TEXT PROVIDED:
----

Directed by Dennis Cooper, Zac Farley
A boy wants to blow himself up in Permanent Green Light. He’ll explain to several people, reassuring them, that he doesn’t wish to blow others up, just himself. He doesn’t even want to die, he just wants to ‘end,’ citing as an example the story of a man who fell from a great height and was reduced to a shadow on the ground.
He’s measured and apparently thoughtful as he considers all of this. Actually there’s less consideration and more quiet eagerness for it to happen. When the film opens he has likely already decided what he wants to do, and the rest of the film allows us to catch up and reacquaint ourselves with characters we thought we understood but didn’t.
There’s an unsettling mood over all of this, as I suppose you might expect given the subject in the middle. He is detached from life and the people around him, several who demonstrate towards him a great affection but nevertheless remain distant. They will speak with a certain candor, but as the movie saunters along those words start to feel more hollow. They may care through their words, but action speaks louder, and they do nothing to try and stop their explosion-minded friend.
There will be three suicides throughout the film, and our relationship to each character is different. One we hear speak maybe once, though the film opens with him, staring blankly through a window. Later his neighbor will see through that window that he has hung himself. Rather than calling the police he calls over his friend, the boy who wants to blow himself up, to take a look. They then have one of many long conversations between two characters about life or something else, all with a chilling detachment as if they are speaking about life from the outside.
The boy is Roman, and we learn later that he suffered a brain injury a year before when he fell off a bike. His sister, perhaps his legal guardian, tells him how his personality changed. Though calm and careful with his words, he reminds her that should she enter his room he will freak out. He alludes to a type of outburst we never see throughout the film, but because of his constant restraint it seems all the more plausible.

----

THE REQUEST:
Can you pick up the film review of Permanent Green Light after its last sentence and carry it forward?

INFORMATION SUPPLIED:
----

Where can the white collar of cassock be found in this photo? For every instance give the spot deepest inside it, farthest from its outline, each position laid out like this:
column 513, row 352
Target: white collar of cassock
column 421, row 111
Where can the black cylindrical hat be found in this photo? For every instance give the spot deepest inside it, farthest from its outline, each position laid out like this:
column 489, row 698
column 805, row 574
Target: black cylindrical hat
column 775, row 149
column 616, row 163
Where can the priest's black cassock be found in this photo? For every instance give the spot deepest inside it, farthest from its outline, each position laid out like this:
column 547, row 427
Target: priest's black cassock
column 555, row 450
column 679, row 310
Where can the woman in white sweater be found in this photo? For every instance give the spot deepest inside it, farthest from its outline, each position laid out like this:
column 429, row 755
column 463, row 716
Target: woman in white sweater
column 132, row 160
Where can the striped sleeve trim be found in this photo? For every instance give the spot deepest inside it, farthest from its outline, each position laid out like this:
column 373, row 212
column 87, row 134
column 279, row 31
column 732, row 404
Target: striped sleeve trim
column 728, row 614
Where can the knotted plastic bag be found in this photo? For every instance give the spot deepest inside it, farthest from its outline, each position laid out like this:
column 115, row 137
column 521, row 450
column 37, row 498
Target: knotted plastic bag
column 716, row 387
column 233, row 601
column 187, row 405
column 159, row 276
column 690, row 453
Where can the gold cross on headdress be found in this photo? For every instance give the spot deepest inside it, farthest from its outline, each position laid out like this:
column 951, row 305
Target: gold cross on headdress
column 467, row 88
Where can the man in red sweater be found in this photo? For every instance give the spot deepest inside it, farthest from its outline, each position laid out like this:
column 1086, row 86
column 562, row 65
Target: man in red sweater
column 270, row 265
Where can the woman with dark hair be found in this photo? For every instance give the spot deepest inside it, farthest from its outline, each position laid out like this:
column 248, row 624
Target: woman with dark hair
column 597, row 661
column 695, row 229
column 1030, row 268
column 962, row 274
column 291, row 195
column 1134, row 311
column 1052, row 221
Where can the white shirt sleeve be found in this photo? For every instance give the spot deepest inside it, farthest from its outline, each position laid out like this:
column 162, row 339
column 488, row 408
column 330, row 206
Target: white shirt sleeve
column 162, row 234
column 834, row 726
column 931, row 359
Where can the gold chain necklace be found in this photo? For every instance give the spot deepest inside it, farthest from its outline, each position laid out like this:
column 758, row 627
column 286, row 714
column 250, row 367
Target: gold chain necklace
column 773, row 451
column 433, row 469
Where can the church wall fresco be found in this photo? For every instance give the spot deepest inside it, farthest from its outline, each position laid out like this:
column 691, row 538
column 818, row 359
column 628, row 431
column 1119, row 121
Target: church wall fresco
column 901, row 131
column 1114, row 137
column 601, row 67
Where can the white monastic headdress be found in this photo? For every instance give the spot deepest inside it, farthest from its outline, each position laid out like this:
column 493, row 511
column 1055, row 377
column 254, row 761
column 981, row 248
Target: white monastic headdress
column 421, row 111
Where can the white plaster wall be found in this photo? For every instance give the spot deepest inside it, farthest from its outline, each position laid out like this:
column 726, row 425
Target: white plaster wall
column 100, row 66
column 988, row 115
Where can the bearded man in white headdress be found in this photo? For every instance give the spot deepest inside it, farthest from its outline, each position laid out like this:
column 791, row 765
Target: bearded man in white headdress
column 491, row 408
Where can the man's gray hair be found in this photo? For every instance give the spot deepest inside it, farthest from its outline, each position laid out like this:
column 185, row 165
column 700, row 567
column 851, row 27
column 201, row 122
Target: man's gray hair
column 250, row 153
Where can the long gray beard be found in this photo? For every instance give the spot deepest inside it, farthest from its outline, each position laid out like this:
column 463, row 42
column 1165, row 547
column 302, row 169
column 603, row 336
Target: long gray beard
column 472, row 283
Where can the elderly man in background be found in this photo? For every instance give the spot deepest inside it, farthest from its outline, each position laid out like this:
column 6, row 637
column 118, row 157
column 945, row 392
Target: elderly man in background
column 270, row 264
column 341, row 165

----

EXERCISE RESPONSE:
The first part of the story quietly orbits Roman’s relationship with several other young men. Their friendships are blurred, possibly platonic, possibly otherwise. Sincere and innocent as they seem at first, they become less so as the movie pushes towards its ending. One boy who seems crestfallen when Roman fails to show up at a carnival with him later speaks calmly to another (who has lost his sister to suicide) about not trying to talk Roman out of his own planned death. He then admits to even being curious about it, what it might look like.
Another character introduces Roman to a friend of his who collects bomb vests. He meets with her and asks if she thinks about suicide. She says she does. He then asks about the vests, and she quietly reveals she’s wearing one at that moment. He then asks her to consider not dying because it seems they might have a connection.
When Roman learns of her death, only minutes later in the movie’s runtime, all he can say is, “that was fast.” He then attends a small memorial in which it seems like most in attendance are incapable of mourning, as if it’s a foreign language they never learned to speak.
So to call them disaffected is an understatement, though we do pick up on a sense of yearning earlier in the film. They are teenagers, insecure, defiant, stubborn and curious as most are. Then they settle into an uncomfortable rhythm, falling in line behind Roman’s own quiet conviction. He wants to explode, to simply cease to exist, and they admit they want to see what that looks like too.
It’s quiet, often framed in static, unassuming shots. It’s varying shades of tragedy and dark comedy, mostly because it’s as if we witness the tragedy through a thick prism that distorts it. It’s not even clear if the people involved feel the weight of the tragedy. Their strong emotions are dampened for us, through both their mannerisms and the style of the movie itself. It’s a similar effect as you’d find in a Robert Bresson movie, his films and their characters stripped clean of overt emotion, his characters speaking with the rigidity of a mannequin that learned to speak by listening to Siri over and over again. And then those characters witness, endure and commit horrible things, all while barely even blinking.
So Permanent Green Light is unsettling, challenging but graceful in a strange way, like how anything might be graceful if viewed from far enough away.
Up Next: Vanishing Point (1971), Godzilla: King of the Monsters (2019), Non-Fiction (2018)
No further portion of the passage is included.